• **Problem details**:
Among the lines of the material below, how many carry the word "grove"? Only the number is wanted.

• **Entries supplied**:
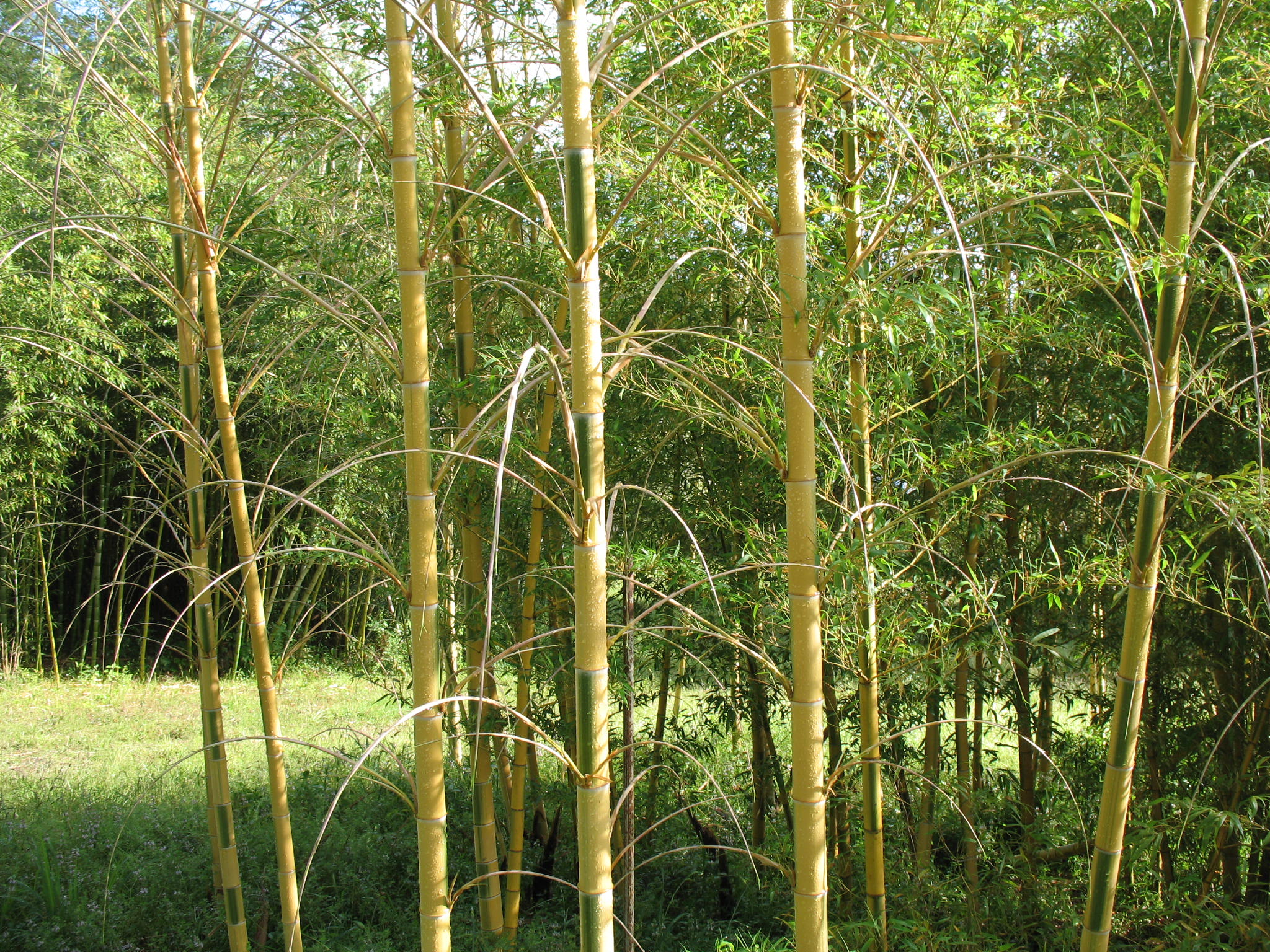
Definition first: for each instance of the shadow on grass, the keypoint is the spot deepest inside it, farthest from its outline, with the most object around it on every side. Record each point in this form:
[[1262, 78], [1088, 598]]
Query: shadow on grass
[[109, 870]]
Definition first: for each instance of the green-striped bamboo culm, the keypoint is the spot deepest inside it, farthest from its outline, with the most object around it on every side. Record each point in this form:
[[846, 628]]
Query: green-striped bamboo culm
[[807, 705], [1162, 374], [206, 259], [430, 769], [591, 545], [220, 808]]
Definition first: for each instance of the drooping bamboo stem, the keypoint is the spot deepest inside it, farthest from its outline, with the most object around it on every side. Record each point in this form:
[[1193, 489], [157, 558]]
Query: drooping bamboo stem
[[206, 258], [1162, 376], [654, 772], [964, 724], [420, 500], [43, 583], [933, 735], [591, 545], [807, 705], [861, 475], [220, 808], [473, 569], [528, 612]]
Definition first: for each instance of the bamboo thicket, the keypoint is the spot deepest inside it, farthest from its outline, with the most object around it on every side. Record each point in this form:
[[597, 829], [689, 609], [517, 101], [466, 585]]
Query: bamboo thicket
[[253, 596], [807, 705], [420, 500], [1162, 375], [591, 544], [220, 806]]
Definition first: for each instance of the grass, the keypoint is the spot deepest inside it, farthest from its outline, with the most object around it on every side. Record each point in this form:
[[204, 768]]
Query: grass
[[103, 832]]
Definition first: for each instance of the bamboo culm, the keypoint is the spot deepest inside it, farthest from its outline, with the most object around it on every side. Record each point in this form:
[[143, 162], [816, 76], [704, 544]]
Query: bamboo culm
[[591, 544], [807, 705], [192, 103], [420, 498], [220, 808], [1145, 555]]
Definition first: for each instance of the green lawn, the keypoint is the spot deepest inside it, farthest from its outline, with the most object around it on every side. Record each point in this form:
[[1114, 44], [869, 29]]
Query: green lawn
[[103, 829]]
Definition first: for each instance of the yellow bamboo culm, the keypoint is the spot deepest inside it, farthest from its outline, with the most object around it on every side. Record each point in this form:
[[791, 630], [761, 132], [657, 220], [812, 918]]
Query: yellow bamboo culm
[[220, 808], [807, 705], [252, 593], [591, 545], [528, 612], [1145, 553], [473, 569], [420, 498]]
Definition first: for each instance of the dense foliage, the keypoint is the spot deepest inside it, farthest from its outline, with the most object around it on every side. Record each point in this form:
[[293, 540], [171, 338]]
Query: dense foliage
[[1013, 186]]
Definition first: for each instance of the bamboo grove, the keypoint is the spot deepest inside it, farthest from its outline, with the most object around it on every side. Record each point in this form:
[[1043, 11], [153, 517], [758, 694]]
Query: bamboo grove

• **Solution below**:
2